====== Supplied information

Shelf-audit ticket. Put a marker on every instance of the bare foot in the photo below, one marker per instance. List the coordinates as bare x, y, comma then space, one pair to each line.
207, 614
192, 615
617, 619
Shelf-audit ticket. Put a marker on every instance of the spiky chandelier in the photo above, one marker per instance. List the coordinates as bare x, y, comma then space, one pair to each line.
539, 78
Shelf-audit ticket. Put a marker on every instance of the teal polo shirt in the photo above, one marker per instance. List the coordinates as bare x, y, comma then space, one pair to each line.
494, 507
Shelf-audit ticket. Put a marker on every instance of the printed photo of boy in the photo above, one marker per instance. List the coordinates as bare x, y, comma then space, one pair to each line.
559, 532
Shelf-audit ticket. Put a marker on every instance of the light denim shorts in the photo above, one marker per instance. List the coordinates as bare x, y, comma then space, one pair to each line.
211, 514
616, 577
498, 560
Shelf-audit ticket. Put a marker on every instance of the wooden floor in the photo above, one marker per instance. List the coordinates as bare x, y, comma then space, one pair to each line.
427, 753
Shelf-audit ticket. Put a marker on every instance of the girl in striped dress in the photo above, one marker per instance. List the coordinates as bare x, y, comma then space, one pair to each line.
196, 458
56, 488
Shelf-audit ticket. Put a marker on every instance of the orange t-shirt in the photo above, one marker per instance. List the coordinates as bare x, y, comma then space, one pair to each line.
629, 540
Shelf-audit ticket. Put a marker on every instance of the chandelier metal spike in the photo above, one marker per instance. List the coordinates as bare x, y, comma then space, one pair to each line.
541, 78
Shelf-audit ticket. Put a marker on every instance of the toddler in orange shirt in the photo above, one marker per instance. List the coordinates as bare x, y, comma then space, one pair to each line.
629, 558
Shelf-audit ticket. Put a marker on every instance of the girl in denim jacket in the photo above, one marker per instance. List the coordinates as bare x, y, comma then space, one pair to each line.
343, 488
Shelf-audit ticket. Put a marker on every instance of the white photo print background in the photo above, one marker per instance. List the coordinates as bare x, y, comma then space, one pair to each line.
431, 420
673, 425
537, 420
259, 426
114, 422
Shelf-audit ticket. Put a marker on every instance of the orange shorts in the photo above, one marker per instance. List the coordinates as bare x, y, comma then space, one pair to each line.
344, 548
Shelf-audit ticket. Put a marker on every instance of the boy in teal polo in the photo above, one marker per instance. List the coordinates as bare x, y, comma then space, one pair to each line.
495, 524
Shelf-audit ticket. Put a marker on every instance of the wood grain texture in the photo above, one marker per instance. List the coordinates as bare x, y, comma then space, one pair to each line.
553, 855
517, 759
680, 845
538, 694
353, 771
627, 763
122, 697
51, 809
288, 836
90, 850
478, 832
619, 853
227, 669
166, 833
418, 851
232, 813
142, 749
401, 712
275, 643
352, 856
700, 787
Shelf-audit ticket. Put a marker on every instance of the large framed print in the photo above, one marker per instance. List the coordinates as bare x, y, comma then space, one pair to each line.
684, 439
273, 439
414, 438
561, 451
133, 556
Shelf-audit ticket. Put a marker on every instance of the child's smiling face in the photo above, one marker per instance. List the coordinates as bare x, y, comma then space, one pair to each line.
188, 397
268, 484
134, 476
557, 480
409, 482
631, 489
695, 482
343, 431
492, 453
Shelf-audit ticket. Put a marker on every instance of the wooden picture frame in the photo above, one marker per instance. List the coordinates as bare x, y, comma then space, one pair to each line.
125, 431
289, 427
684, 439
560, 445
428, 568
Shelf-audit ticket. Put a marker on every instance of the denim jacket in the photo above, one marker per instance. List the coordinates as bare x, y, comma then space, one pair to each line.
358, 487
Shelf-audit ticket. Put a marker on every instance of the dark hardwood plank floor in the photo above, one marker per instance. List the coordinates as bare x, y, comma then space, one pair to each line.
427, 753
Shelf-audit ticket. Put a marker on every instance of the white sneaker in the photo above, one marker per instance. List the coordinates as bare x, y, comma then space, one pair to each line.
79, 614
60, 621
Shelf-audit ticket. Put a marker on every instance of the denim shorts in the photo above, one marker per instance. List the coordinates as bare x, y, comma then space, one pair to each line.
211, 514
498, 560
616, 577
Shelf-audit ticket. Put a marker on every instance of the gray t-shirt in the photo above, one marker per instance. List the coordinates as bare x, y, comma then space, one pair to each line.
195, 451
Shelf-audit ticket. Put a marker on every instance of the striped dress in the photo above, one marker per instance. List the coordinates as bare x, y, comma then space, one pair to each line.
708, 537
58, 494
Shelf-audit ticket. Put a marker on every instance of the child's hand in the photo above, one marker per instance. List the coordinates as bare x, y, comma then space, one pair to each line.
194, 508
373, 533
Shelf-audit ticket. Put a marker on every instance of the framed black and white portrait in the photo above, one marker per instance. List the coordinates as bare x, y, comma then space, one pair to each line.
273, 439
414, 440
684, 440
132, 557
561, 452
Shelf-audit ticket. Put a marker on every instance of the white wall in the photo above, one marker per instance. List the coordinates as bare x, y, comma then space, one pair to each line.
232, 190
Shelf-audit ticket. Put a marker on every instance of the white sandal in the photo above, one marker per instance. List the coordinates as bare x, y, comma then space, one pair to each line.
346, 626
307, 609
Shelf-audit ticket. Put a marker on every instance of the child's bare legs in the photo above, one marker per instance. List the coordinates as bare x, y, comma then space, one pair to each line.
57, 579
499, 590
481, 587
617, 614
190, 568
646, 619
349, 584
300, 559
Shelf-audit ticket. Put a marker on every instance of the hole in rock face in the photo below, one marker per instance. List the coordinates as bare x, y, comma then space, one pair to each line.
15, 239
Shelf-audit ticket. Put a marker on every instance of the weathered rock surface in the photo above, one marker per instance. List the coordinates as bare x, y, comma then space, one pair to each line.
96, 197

============

Exercise objective: Write out again, unchanged, every line from the line containing "the child's hand" to the final line of the material above.

Problem solution:
Shelf-audit ticket. Put a marker on every instance of the child's hand in the photo above, one marker per instance. List the coordinates as bare x, y, comma then space, one pair to each line.
194, 508
373, 533
Shelf-audit ticket. Put a marker on every instance of the framed black and white portrait in the photo above, one marker per instance. List the coordinates as bare x, y, comma then space, one pair to each line.
273, 439
414, 440
684, 440
132, 557
561, 452
Shelf-audit ticket. Put a marker on every instance of the white wall in the photo above, one marker per instance. List the coordinates as bare x, y, comma then space, one pair to each line.
232, 190
Shelf-audit ticket. Put a marker on every instance of the white sandal in the photo above, one marker per instance. List the coordinates as bare x, y, comma then space, one pair to each line.
346, 626
307, 609
Shelf-audit ticket. Put a marker on every instance of the child's bare legs in the photo above, one marker per instance. List the coordinates as bare x, y, comma then space, one pair to each line.
57, 579
499, 590
481, 587
617, 614
190, 568
646, 619
349, 584
300, 559
Shelf-audit ticket. Put a marker on every instance of the hole in rock face in the photo below, one marker per instance. List the coordinates as bare x, y, comma then space, one pair to each line.
15, 239
Shelf-audit ticket. Put a marker on every instance of the weathered rock surface in the photo above, one marker per instance. List the coordinates as bare x, y, comma then space, one pair to each line.
96, 197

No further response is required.